Source extract:
---*---

5. A force generator as defined in claim 4 in which said cover has an inwardly facing central recess,

and said spring means is a coiled tension spring anchored between the outer end of said recess and the outer end of said pin.

6. A force generator as defined in claim 4 in which said spring means is a coiled compression spring located around said pin exteriorly of said case and cover and bearing against a collar on said pin,

and an outer abutment for said spring connected to the bottom of said case.

7. A linear force generator for use in regulating an internal combustion engine comprising,

a magnetic generator including a permanent magnet housed in a surrounding case and having a magnetically conductive tip located in opposed spaced relation to an annular pole face on the open end of the case,

said case, magnet and pole tip defining a central bore,

bearing means located in the ends of said bore,

an actuating pin extending through said bearing means and adapted at one end for regulating a function of said engine,

a coil carrying disc mechanically connected to said pin in axially spaced relation over said pole face,

a coil carried by the periphery of said disc and projecting in spaced relation into the gap between said pole tip and said pole face,

a cover secured over the open end of said case and enclosing said disc in axially spaced relation to said pole tip,

a helical tension spring connected at one end to said cover and at the other end to the outer end of said pin to bias said pin and said coil to a retracted position of said coil outwardly from said pole tip and pole face,

electrical terminal connections carried exteriorly on said cover,

lead wires on the ends of said coil extending in freely self-supporting and movable relation from said coil to said terminal connections with portions of the wires transverse and askew to the end of said coil,

and stop means coacting beteen said pin and said case to limit the retracting motion of the pin and coil,

said spring means and the magnetic attraction of said coil relative to said magnet constituting the sole moving force elements acting on said coil.

8. A force generator as defined in claim 7 in which said cover has a hollow column surrounding said spring,

and a pin passed transversely through said column and serving as the outer anchor for said spring.

9. A force generator as defined in claim 7 in which said column has an opening in its outer end,

said opening being sealed by a mass of plastic material pressed thereinto and in surrounding relation to said pin and the outer end of said spring.

10. A force generator as defined in claim 7 in which said stop means consist of an insulating cross bar secured to said disc and projecting beyond the periphery of said pole face, said cross bar being engageable with the inside of said cover,

radial notches formed in the underside of said cover and nonrotatably receiving the ends of said cross bar,

and arcuate channels formed in said cover between said radial notches and said terminal pins,

said lead wires being guided to said arcuate channels and said pins along said cross bar.

11. A force generator as defined in claim 10 in which said cover is formed of heat conductive metallic material and has heat dissipating ribs formed on its outside.

12. A force generator as defined in claim 7 in which said cover is formed of heat conductive metallic material and has heat dissipating ribs on the exterior thereof.

13. A force generator as defined in claim 7 in which said coil carrying disc is formed of heat conducting metallic material and is in heat transfer relation to said coil.

---*---

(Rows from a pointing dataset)
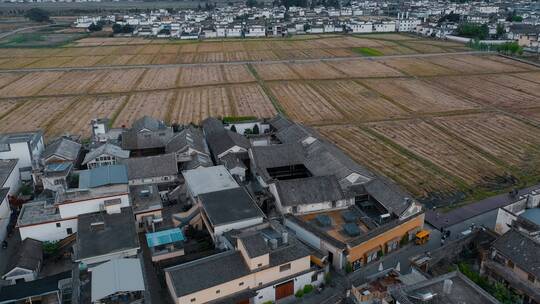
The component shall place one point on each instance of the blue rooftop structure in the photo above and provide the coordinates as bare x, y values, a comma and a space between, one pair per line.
164, 237
103, 176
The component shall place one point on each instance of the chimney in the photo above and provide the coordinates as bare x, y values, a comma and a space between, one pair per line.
447, 286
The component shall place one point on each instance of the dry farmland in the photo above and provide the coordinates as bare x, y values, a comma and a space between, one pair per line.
438, 124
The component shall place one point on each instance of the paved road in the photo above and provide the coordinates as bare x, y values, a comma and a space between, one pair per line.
116, 67
22, 29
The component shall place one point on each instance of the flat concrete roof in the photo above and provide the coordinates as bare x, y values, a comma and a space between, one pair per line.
210, 179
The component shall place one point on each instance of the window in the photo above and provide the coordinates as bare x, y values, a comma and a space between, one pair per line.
510, 264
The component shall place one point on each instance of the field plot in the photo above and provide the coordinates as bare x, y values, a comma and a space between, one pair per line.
416, 67
525, 86
237, 73
8, 105
250, 100
475, 88
356, 101
500, 135
159, 78
418, 95
316, 70
372, 152
77, 119
154, 104
489, 65
117, 80
304, 104
275, 71
35, 114
201, 75
72, 82
29, 84
441, 149
195, 104
364, 68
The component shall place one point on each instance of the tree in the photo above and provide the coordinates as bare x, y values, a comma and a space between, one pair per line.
37, 15
95, 27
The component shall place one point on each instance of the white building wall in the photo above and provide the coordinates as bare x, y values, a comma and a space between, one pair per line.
19, 151
5, 213
89, 206
48, 232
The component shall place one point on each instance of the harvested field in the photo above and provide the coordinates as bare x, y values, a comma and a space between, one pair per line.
275, 71
419, 96
201, 75
77, 119
35, 114
159, 78
304, 104
508, 139
195, 104
250, 100
117, 80
477, 89
30, 84
356, 101
154, 104
363, 68
380, 157
436, 146
416, 67
316, 70
72, 82
237, 73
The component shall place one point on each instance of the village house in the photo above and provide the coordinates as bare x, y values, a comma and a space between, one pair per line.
106, 235
104, 155
147, 137
27, 263
53, 220
264, 264
159, 169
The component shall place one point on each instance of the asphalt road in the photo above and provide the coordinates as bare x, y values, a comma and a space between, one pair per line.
116, 67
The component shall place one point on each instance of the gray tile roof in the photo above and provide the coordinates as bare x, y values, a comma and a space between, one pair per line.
117, 234
255, 244
103, 176
151, 166
219, 142
231, 205
311, 190
6, 168
521, 249
106, 149
190, 137
29, 256
207, 272
64, 148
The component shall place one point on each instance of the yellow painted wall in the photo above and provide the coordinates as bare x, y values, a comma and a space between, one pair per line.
359, 251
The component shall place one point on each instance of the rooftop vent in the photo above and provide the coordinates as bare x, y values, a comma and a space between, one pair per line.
323, 220
351, 229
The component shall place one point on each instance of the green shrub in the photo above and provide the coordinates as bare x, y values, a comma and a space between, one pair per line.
308, 288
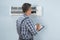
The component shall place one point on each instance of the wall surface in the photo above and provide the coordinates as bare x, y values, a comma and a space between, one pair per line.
50, 18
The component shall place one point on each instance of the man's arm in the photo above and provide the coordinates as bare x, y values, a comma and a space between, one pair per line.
31, 27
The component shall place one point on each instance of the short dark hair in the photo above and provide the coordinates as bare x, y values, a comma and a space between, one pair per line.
25, 7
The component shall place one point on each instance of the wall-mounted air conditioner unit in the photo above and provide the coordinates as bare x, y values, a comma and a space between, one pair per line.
16, 10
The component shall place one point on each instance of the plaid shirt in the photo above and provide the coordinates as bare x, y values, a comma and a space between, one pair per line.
27, 29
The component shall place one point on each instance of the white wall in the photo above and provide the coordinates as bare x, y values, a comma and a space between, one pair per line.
50, 18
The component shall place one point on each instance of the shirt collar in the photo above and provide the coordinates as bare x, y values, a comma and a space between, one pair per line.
26, 15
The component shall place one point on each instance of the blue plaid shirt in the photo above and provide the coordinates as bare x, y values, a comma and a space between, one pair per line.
27, 29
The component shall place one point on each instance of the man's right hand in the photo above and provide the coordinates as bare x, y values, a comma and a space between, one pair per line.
38, 27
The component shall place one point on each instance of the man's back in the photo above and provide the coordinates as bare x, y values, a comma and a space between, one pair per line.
26, 30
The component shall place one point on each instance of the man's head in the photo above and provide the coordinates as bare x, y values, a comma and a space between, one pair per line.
26, 7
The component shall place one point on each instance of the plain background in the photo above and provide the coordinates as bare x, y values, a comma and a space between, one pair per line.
50, 18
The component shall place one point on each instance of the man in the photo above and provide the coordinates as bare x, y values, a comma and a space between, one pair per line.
25, 27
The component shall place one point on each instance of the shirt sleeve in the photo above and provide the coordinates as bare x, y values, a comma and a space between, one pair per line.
31, 27
18, 27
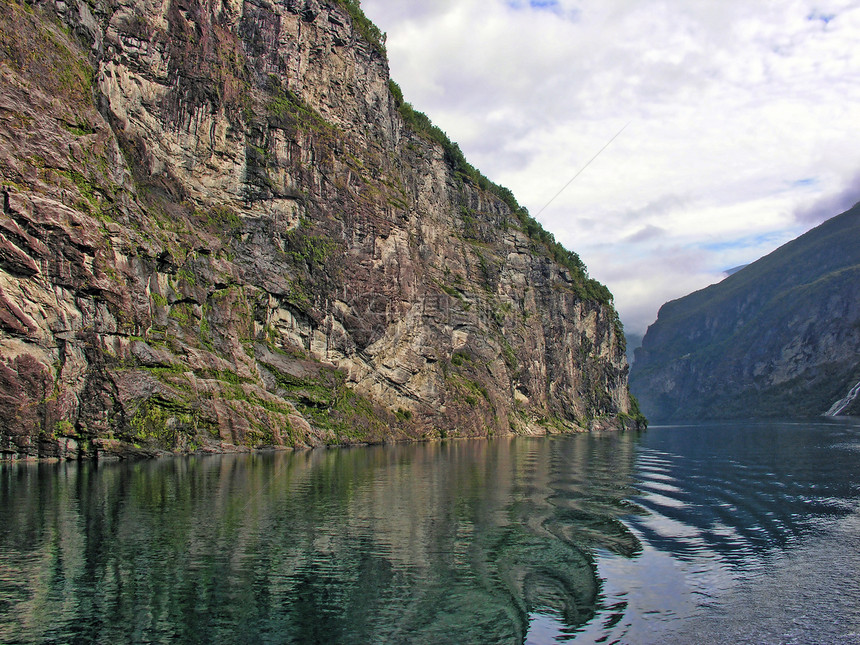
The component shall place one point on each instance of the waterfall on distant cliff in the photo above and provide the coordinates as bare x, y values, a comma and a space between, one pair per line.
837, 408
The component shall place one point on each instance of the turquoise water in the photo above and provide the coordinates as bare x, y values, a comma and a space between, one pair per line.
722, 533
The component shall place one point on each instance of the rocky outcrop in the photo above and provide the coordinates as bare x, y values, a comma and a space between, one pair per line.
779, 338
219, 233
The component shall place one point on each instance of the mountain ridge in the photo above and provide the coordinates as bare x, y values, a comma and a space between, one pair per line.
219, 233
777, 338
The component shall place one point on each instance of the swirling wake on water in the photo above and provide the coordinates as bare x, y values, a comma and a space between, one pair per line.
695, 534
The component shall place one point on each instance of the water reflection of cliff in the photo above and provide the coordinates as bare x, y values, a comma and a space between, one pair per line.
454, 542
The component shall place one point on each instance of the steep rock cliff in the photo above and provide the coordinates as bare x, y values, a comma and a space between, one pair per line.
781, 337
218, 232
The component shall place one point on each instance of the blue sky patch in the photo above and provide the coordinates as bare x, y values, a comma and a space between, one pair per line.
823, 17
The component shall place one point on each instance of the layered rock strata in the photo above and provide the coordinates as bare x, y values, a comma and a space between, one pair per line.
219, 233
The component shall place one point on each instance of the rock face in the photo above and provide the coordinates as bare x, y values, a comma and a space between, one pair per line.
218, 233
779, 338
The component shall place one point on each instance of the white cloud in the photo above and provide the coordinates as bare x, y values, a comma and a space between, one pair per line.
744, 122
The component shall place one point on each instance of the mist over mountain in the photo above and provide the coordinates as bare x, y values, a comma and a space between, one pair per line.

---*---

Task statement: Copy the patent claims from "10. A force" up to and including "said cross bar.", swapping "arcuate" for "curved".

Complete output:
10. A force generator as defined in claim 7 in which said stop means consist of an insulating cross bar secured to said disc and projecting beyond the periphery of said pole face, said cross bar being engageable with the inside of said cover,

radial notches formed in the underside of said cover and nonrotatably receiving the ends of said cross bar,

and curved channels formed in said cover between said radial notches and said terminal pins,

said lead wires being guided to said curved channels and said pins along said cross bar.